## Saved data entries:
+++++

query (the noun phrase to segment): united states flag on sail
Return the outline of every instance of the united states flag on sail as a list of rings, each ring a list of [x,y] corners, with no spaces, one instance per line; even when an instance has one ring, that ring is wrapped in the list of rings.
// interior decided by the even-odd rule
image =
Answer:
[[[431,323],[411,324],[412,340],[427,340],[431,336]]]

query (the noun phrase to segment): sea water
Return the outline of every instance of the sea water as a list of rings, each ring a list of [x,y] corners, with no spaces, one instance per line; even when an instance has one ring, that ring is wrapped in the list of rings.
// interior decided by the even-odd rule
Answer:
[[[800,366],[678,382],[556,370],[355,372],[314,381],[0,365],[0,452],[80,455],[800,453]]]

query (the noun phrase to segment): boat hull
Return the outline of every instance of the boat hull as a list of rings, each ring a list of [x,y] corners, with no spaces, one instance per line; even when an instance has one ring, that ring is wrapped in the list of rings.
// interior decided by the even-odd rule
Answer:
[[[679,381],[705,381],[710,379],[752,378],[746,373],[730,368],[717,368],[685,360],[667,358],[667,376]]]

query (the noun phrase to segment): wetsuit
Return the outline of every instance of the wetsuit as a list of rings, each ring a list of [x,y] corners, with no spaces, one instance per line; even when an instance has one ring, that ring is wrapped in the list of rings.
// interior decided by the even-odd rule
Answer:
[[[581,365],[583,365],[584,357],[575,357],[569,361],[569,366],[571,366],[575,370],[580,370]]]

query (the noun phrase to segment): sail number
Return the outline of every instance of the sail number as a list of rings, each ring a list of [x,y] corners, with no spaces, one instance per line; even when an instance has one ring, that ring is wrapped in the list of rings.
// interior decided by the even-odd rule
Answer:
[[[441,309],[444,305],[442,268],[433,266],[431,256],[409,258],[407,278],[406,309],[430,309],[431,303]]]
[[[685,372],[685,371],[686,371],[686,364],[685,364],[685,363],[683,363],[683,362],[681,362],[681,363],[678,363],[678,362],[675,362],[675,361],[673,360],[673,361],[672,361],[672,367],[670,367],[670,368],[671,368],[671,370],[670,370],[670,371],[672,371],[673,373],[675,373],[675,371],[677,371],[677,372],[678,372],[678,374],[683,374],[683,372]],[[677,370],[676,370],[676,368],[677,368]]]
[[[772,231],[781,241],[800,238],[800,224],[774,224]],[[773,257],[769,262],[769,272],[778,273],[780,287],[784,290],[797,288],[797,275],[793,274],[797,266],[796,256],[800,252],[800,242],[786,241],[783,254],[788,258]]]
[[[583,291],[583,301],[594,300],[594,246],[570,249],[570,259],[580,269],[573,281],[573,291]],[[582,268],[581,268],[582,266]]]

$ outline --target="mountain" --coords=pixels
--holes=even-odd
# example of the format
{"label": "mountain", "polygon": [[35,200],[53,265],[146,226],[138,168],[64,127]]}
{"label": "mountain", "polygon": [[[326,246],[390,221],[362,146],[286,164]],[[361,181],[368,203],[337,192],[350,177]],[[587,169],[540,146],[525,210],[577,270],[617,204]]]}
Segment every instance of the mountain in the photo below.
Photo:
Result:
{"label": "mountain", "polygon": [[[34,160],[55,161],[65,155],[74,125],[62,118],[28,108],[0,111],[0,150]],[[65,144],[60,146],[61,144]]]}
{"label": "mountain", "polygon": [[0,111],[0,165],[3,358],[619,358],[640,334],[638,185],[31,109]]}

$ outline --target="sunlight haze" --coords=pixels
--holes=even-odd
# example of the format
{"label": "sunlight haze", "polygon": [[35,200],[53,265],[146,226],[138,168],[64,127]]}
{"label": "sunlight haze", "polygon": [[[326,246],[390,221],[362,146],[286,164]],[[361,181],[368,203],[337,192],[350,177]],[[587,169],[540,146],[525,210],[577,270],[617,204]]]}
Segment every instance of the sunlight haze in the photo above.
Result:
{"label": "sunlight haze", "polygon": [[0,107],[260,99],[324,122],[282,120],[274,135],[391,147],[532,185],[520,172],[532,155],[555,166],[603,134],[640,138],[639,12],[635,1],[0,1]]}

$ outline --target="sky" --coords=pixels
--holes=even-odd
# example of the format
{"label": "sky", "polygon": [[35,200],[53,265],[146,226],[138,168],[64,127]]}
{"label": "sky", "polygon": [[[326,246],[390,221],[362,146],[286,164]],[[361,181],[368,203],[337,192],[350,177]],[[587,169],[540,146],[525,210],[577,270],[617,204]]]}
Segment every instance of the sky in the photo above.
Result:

+++++

Reproduce all the records shown above, unchanged.

query (the noun phrase to segment): united states flag on sail
Return the outline of every instance of the united states flag on sail as a list of rings, each ring a list of [x,y] corners, with no spaces, one instance per line; even when an instance has one ring, that ring is wrapped in the list of rings.
// interior decided by the even-odd rule
image =
Answer:
[[[431,323],[411,324],[412,340],[427,340],[431,336]]]

query (the noun phrase to segment): sea water
Return the outline of every instance of the sea water as a list of rings, each ring a list of [x,y] corners, with no spaces, one instance per line; even when an instance has one ring, that ring is wrapped in the list of rings.
// interior decided by the even-odd rule
Answer:
[[[800,366],[678,382],[556,370],[355,372],[314,381],[0,365],[0,452],[80,455],[800,453]]]

query (the noun phrase to segment): boat hull
Return the outline of every instance of the boat hull as a list of rings, each ring a list of [x,y] corners, with no spaces, one instance per line; even when an instance has one ring, that ring is wrapped in the list of rings.
// interior decided by the even-odd rule
Answer:
[[[679,381],[705,381],[710,379],[752,378],[746,373],[730,368],[717,368],[685,360],[667,358],[667,376]]]

query (the noun phrase to segment): wetsuit
Return the outline of every instance of the wetsuit as a list of rings, each ring a list of [x,y] corners, with no spaces, one instance per line; even when an instance has one ring, that ring is wrapped in the list of rings.
// interior decided by the even-odd rule
Answer:
[[[581,365],[583,365],[584,357],[575,357],[569,361],[569,366],[571,366],[575,370],[580,370]]]

query (the noun phrase to segment): sail number
Return the outline of every instance of the sail number as a list of rings, each ring a list of [x,y] corners, with no spaces, one instance per line; even when an instance has one ring, that ring is wrapped in the list of rings.
// interior decided by the even-odd rule
Answer:
[[[441,309],[444,305],[442,268],[433,266],[431,256],[409,258],[407,278],[406,309],[430,309],[431,303]]]
[[[685,372],[685,371],[686,371],[686,364],[685,364],[685,363],[683,363],[683,362],[681,362],[681,363],[678,363],[678,362],[675,362],[675,361],[673,360],[673,361],[672,361],[672,367],[670,367],[670,368],[671,368],[671,370],[670,370],[670,371],[672,371],[673,373],[675,373],[675,371],[677,371],[677,372],[678,372],[678,374],[683,374],[683,372]],[[677,370],[676,370],[676,368],[677,368]]]
[[[772,231],[781,241],[800,238],[800,224],[774,224]],[[773,257],[769,262],[769,272],[778,273],[780,287],[784,290],[797,288],[797,275],[793,274],[797,266],[796,256],[800,252],[800,242],[786,241],[783,254],[788,258]]]
[[[583,291],[583,301],[594,300],[594,246],[570,249],[570,259],[580,269],[573,281],[573,291]],[[582,268],[581,268],[582,266]]]

$ outline --target="mountain" --coords=pixels
--holes=even-odd
# example of the format
{"label": "mountain", "polygon": [[35,200],[53,265],[146,226],[138,168],[64,127]]}
{"label": "mountain", "polygon": [[[326,246],[390,221],[362,146],[286,164]],[[361,181],[368,203],[337,192],[350,177]],[[587,169],[540,146],[525,210],[577,270],[617,204]]]}
Segment every instance of the mountain in the photo below.
Photo:
Result:
{"label": "mountain", "polygon": [[[34,160],[55,161],[65,155],[74,125],[62,118],[28,108],[0,111],[0,150]],[[65,144],[60,146],[61,144]]]}
{"label": "mountain", "polygon": [[0,111],[0,165],[3,358],[619,358],[640,334],[638,185],[31,109]]}

$ outline --target="sunlight haze" --coords=pixels
--holes=even-odd
# example of the format
{"label": "sunlight haze", "polygon": [[35,200],[53,265],[146,226],[138,168],[64,127]]}
{"label": "sunlight haze", "polygon": [[[326,246],[390,221],[362,146],[286,164]],[[361,181],[368,203],[337,192],[350,177]],[[587,169],[540,146],[525,210],[577,270],[617,204]]]}
Segment every instance of the sunlight haze in the photo above.
Result:
{"label": "sunlight haze", "polygon": [[0,107],[260,99],[324,122],[282,120],[274,135],[391,147],[532,185],[520,172],[532,155],[555,166],[603,134],[640,138],[639,12],[635,1],[0,1]]}

$ outline --target="sky" --coords=pixels
--holes=even-odd
# example of the format
{"label": "sky", "polygon": [[35,200],[53,265],[146,226],[138,168],[64,127]]}
{"label": "sky", "polygon": [[[326,246],[390,221],[362,146],[286,164]],[[361,181],[368,203],[337,192],[350,177]],[[587,169],[540,146],[525,210],[577,270],[617,204]]]}
Segment every instance of the sky in the photo above.
Result:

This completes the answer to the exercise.